● Listed records:
"""

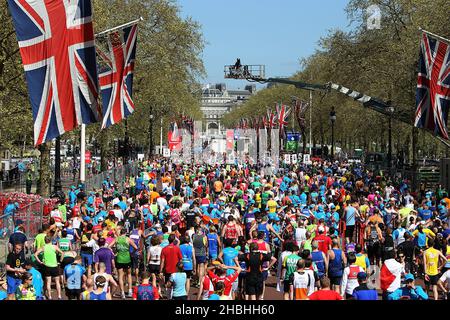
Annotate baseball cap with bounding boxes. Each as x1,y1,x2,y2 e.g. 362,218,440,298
357,272,367,280
405,273,414,281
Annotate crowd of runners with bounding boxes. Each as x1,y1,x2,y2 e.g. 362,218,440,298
0,159,450,300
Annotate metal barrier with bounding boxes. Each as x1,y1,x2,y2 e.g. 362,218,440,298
0,198,50,269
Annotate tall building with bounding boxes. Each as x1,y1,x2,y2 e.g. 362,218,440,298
200,83,256,136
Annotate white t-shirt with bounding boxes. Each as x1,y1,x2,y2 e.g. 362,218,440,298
341,265,364,294
113,209,124,221
149,245,162,265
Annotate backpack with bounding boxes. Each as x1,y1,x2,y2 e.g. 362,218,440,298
170,209,181,224
348,266,361,279
137,286,155,300
225,223,237,239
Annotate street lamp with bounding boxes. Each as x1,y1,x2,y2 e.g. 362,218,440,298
330,106,336,160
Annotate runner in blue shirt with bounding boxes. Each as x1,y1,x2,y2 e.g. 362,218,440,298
64,256,87,300
218,239,239,276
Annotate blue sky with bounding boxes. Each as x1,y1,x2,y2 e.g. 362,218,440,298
177,0,349,88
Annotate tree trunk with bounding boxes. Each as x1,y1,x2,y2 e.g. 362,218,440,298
36,142,51,198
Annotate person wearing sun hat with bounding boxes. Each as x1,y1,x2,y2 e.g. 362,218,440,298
388,273,428,300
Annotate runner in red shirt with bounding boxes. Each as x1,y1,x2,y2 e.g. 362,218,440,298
159,234,183,283
309,277,342,300
208,264,242,299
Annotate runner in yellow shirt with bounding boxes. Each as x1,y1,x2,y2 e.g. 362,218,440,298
423,239,446,300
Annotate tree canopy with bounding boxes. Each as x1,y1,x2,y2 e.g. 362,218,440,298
224,0,450,158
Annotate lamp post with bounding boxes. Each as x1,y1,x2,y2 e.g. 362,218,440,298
387,105,395,170
148,106,155,158
330,106,336,160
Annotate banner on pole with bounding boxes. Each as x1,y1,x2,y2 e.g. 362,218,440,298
284,154,291,164
84,151,91,163
227,130,234,151
291,153,297,164
303,153,312,164
163,148,170,158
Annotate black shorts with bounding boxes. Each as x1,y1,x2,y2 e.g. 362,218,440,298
65,288,83,300
131,254,139,269
425,274,439,286
44,266,60,278
116,261,131,270
195,256,208,264
59,257,75,275
330,276,342,286
345,226,355,239
245,278,264,296
148,264,160,274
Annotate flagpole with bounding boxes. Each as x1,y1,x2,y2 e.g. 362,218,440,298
80,123,86,183
95,17,144,37
419,27,450,43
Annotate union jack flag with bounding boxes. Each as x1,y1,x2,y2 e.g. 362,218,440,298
8,0,101,146
97,24,137,128
414,33,450,139
276,104,291,131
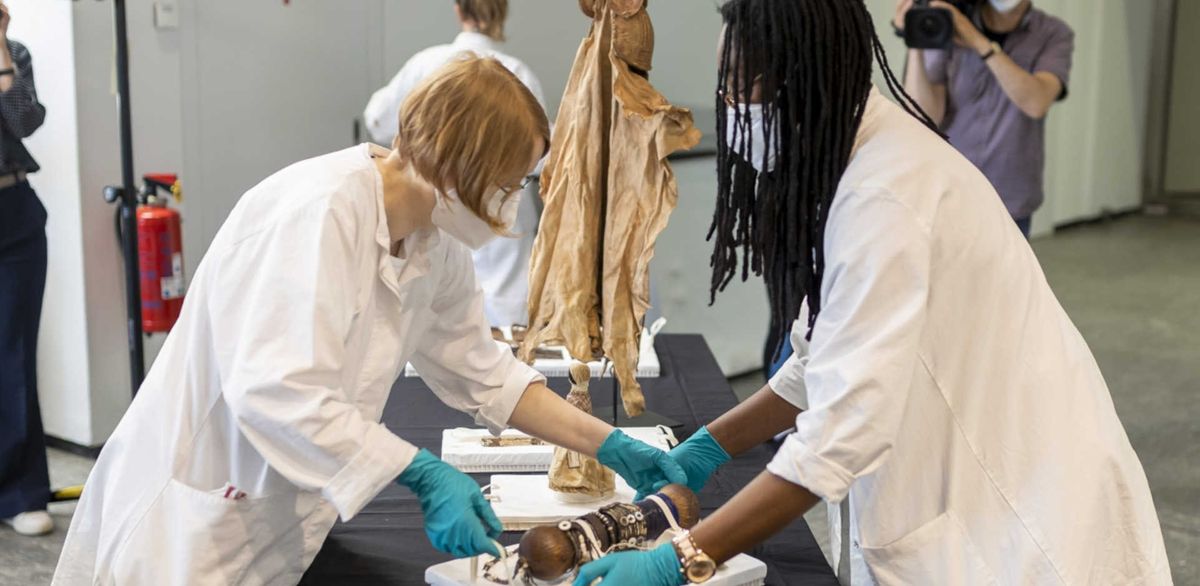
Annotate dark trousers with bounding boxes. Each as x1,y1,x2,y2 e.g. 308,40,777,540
0,183,50,518
1013,216,1033,240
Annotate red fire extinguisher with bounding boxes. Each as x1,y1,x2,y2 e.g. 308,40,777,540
137,173,187,334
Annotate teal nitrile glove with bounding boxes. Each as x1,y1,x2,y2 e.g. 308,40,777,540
596,430,688,494
571,543,685,586
396,449,504,557
637,425,730,501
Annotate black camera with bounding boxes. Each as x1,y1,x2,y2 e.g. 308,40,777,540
904,0,977,49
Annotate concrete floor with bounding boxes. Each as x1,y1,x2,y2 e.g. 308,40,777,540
732,216,1200,586
0,216,1200,586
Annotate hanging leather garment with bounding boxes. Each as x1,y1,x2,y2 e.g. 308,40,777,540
520,0,700,417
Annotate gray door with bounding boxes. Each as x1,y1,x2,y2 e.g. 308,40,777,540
180,0,383,270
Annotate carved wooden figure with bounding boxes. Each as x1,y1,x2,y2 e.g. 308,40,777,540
520,0,700,417
550,363,616,502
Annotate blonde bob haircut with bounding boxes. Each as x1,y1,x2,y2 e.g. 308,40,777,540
392,55,550,231
455,0,509,41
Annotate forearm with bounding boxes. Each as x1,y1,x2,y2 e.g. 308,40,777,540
691,472,821,563
988,53,1060,119
708,387,800,456
509,383,613,456
0,37,17,94
904,49,946,125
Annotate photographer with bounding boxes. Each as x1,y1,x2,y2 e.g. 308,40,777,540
893,0,1075,238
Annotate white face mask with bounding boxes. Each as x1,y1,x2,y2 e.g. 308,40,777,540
725,103,779,173
431,190,521,250
989,0,1022,13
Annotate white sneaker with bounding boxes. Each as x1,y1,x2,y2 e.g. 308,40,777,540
4,510,54,536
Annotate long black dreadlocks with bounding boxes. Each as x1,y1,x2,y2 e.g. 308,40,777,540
708,0,938,336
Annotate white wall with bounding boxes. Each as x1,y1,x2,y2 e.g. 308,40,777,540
1166,0,1200,193
868,0,1156,234
7,0,91,443
35,0,1171,444
379,0,721,120
8,0,181,446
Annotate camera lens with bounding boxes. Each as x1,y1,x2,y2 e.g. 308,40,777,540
905,7,954,49
917,18,947,38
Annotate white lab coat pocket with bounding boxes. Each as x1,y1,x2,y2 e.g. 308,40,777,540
113,479,318,585
863,512,997,586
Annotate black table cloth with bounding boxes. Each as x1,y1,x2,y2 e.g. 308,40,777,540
301,335,838,586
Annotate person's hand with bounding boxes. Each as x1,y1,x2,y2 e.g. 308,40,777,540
571,543,684,586
396,449,504,557
929,0,991,55
892,0,912,30
637,426,730,501
596,430,688,495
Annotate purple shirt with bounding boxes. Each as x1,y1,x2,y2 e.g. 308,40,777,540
925,8,1075,220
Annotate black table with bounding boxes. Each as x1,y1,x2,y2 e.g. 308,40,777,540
301,335,838,586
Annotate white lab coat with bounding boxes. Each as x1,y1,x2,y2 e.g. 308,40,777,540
768,91,1171,585
54,145,541,585
362,32,546,328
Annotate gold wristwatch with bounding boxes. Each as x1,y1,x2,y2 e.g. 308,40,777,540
671,531,716,584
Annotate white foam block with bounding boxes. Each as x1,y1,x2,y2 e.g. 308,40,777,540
490,474,637,531
425,554,767,586
442,425,679,473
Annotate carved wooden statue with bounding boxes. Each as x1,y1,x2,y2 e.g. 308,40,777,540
550,363,616,502
520,0,700,417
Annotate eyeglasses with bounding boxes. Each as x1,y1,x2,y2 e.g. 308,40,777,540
500,175,538,196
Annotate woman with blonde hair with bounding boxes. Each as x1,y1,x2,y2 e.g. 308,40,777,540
362,0,546,328
54,58,684,585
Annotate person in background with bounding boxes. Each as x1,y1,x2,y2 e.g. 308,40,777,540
0,1,54,536
362,0,546,328
574,0,1171,586
893,0,1075,238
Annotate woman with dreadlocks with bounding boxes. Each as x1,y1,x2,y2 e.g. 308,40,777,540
575,0,1171,586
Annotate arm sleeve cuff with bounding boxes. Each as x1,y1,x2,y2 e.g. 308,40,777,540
475,358,546,435
322,425,418,522
768,354,809,411
767,433,854,503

"""

● Given instruction: Copy out the part of the items that opens with the line containing "Annotate person in" and runs to the end of the items, keeping every line unchanged.

● Response to the exercise:
Annotate person in background with bounding boxes. Each as x1,y1,x2,y2 e.g. 308,40,777,540
0,1,54,536
362,0,546,328
574,0,1171,586
893,0,1075,238
Annotate woman with dreadlocks with bounding boxes. Each as x1,y1,x2,y2 e.g. 308,40,777,540
575,0,1171,586
Annotate arm sleeve cuff with bounding boxes. Each as x1,y1,x2,y2 e.g. 308,40,777,540
475,358,546,435
322,425,418,522
768,354,809,411
767,433,854,503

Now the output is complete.